PROVIDED DATA =>
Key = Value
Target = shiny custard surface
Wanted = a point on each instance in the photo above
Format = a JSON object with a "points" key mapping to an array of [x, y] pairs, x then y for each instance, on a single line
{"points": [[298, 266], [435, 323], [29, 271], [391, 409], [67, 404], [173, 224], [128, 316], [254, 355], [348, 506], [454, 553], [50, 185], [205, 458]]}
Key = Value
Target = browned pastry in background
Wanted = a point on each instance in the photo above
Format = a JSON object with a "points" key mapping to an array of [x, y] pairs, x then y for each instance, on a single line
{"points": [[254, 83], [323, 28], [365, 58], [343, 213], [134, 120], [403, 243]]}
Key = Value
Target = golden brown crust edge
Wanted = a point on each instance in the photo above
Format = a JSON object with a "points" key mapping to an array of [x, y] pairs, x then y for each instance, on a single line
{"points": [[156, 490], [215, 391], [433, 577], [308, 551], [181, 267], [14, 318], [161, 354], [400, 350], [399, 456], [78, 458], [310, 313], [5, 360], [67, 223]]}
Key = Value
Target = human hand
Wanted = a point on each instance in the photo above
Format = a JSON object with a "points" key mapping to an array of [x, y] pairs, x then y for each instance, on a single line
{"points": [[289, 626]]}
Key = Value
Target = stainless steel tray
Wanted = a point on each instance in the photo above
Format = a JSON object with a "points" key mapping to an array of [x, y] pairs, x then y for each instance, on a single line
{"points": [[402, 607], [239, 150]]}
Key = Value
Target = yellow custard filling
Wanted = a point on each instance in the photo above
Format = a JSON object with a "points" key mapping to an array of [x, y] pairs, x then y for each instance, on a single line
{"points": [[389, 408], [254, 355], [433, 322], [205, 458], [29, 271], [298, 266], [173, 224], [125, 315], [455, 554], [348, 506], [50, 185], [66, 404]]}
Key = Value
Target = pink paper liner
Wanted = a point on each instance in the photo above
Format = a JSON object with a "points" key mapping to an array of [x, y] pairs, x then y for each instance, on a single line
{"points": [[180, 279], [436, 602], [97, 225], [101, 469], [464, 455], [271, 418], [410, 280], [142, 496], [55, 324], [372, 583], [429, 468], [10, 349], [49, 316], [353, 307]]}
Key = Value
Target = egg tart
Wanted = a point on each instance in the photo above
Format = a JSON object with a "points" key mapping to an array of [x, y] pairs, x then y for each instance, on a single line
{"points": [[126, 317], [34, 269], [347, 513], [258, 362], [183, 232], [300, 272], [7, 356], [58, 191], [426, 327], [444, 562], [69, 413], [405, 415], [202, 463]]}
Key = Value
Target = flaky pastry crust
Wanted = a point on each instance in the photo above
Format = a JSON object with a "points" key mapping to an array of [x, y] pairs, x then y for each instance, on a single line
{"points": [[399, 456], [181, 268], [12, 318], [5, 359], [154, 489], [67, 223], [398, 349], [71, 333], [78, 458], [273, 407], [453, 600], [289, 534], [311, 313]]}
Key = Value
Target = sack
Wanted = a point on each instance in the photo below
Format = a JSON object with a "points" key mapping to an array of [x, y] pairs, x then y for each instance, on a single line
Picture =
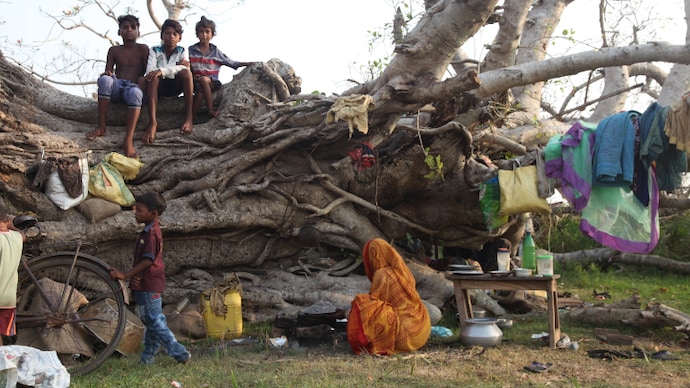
{"points": [[128, 167], [60, 195], [519, 192], [97, 209], [490, 203], [106, 182]]}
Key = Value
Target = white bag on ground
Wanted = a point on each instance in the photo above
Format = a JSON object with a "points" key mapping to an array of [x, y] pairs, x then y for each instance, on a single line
{"points": [[34, 367]]}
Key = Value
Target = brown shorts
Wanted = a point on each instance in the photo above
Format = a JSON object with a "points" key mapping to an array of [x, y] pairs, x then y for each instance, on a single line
{"points": [[7, 322]]}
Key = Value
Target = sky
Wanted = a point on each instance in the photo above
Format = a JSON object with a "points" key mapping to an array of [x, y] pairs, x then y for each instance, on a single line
{"points": [[325, 41], [320, 39]]}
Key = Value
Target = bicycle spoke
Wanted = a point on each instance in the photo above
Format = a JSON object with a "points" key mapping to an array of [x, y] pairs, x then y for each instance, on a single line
{"points": [[83, 310]]}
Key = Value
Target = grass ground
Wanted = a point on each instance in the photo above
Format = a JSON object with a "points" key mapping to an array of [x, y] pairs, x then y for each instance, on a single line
{"points": [[442, 362]]}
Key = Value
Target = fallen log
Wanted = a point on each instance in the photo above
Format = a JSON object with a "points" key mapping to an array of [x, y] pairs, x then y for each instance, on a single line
{"points": [[608, 256], [654, 316]]}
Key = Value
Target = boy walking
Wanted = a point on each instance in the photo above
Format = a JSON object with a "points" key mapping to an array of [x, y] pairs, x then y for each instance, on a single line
{"points": [[147, 281], [11, 243], [168, 74], [124, 70], [206, 60]]}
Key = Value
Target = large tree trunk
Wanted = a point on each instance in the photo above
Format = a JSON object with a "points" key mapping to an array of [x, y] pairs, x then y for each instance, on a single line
{"points": [[243, 185]]}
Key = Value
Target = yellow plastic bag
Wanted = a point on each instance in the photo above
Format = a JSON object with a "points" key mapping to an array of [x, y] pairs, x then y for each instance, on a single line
{"points": [[106, 182], [519, 193], [128, 167]]}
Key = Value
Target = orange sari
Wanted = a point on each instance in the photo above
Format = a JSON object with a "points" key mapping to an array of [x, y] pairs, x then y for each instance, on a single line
{"points": [[391, 318]]}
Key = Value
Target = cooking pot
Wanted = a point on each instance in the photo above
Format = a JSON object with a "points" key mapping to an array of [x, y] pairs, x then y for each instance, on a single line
{"points": [[481, 331]]}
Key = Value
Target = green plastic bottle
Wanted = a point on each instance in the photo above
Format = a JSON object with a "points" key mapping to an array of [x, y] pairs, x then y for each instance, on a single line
{"points": [[529, 252]]}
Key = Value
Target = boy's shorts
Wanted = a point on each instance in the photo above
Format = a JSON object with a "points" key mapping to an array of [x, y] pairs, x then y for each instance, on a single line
{"points": [[215, 85], [7, 322], [169, 88]]}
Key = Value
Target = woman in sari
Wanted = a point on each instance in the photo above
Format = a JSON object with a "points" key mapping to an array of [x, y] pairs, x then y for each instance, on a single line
{"points": [[391, 318]]}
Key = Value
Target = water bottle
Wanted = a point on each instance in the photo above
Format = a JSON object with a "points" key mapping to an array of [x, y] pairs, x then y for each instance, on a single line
{"points": [[529, 252]]}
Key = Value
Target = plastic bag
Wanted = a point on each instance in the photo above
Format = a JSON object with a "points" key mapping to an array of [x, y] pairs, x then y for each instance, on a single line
{"points": [[56, 191], [34, 367], [128, 167], [490, 204], [106, 182], [519, 193]]}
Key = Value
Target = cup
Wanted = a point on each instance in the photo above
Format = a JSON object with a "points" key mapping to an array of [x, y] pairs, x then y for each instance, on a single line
{"points": [[545, 265], [503, 259]]}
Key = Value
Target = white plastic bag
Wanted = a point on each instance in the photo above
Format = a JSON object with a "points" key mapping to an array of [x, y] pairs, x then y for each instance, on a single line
{"points": [[34, 367], [55, 190]]}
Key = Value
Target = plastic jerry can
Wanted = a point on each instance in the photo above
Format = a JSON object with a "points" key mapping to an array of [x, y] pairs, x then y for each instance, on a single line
{"points": [[224, 327]]}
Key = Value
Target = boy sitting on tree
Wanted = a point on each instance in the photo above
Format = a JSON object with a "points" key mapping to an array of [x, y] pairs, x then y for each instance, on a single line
{"points": [[124, 71], [168, 74]]}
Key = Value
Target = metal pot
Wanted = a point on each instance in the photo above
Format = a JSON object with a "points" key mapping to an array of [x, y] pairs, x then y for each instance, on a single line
{"points": [[480, 331]]}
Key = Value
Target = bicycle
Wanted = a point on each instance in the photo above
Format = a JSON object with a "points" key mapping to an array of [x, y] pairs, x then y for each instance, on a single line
{"points": [[67, 302]]}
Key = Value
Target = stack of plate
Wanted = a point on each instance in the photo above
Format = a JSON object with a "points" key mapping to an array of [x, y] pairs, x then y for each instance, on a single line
{"points": [[463, 269]]}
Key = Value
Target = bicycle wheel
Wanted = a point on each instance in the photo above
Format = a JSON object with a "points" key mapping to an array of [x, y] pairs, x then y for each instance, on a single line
{"points": [[70, 306]]}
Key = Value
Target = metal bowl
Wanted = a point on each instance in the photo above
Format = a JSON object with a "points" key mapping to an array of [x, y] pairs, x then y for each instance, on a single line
{"points": [[504, 323], [481, 332]]}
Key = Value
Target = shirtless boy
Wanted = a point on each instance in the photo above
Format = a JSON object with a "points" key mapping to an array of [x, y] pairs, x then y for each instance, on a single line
{"points": [[168, 74], [124, 70]]}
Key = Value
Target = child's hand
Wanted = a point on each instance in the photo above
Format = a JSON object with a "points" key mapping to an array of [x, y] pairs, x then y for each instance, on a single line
{"points": [[115, 274], [152, 75]]}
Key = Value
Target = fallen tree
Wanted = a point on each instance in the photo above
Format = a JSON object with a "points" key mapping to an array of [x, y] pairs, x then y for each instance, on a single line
{"points": [[276, 162]]}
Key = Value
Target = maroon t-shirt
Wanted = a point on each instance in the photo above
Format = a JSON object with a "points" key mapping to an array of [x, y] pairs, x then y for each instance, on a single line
{"points": [[149, 247]]}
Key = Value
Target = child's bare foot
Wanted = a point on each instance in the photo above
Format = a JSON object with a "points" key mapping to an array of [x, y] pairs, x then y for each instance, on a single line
{"points": [[130, 152], [150, 134], [186, 127], [95, 133]]}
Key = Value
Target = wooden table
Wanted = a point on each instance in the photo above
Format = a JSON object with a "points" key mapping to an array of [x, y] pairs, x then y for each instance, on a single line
{"points": [[462, 283]]}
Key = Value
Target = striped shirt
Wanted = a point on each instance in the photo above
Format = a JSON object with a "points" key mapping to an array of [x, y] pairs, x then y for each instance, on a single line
{"points": [[209, 64]]}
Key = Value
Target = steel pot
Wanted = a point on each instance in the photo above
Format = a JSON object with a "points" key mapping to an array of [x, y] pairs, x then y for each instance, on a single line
{"points": [[480, 331]]}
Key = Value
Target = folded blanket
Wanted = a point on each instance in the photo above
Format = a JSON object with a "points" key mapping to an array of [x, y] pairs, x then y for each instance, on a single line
{"points": [[614, 150]]}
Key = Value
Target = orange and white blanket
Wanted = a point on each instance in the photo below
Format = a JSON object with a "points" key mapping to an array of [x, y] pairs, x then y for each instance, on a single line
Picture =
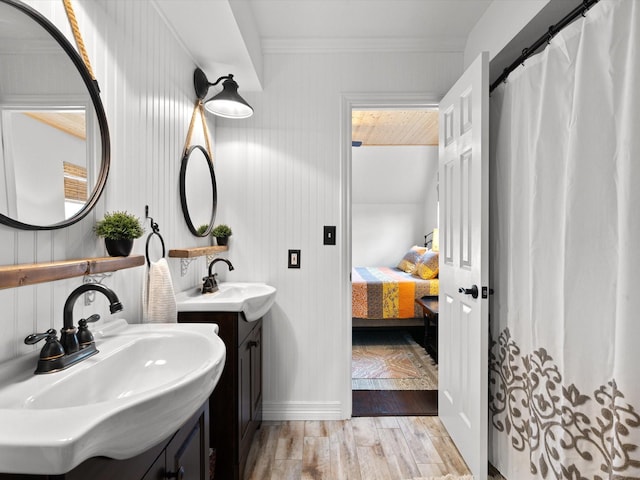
{"points": [[386, 292]]}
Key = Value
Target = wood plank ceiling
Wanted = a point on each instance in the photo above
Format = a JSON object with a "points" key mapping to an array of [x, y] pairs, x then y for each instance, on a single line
{"points": [[395, 127]]}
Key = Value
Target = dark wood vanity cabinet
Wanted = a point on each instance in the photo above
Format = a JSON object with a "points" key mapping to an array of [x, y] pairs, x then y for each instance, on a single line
{"points": [[236, 402], [184, 455]]}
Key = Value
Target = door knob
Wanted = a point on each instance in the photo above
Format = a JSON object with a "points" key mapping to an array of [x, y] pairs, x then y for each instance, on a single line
{"points": [[473, 291], [179, 474]]}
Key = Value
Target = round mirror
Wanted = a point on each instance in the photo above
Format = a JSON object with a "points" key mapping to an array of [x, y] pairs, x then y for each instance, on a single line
{"points": [[54, 139], [198, 192]]}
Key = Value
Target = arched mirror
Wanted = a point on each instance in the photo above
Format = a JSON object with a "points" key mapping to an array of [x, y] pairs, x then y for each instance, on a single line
{"points": [[198, 192], [54, 139]]}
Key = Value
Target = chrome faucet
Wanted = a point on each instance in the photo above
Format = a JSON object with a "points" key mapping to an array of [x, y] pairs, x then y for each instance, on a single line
{"points": [[73, 346], [210, 284]]}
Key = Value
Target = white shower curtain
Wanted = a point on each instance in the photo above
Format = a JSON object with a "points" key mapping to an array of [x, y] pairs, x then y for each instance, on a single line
{"points": [[565, 248]]}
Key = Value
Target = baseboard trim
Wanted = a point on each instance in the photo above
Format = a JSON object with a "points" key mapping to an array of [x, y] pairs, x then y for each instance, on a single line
{"points": [[276, 411]]}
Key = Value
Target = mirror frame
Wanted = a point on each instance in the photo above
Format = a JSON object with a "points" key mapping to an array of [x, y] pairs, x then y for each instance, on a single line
{"points": [[183, 193], [94, 92]]}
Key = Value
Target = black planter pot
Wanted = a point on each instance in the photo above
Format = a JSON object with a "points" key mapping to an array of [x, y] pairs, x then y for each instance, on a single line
{"points": [[118, 248]]}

WHAT THE TASK REQUIRES => Which lines of the data above contain the string "blanket", with case counting? Copy each of those lines.

SOLUTION TO THE EXERCISE =>
Target = folded blanket
Target = orange and white blanket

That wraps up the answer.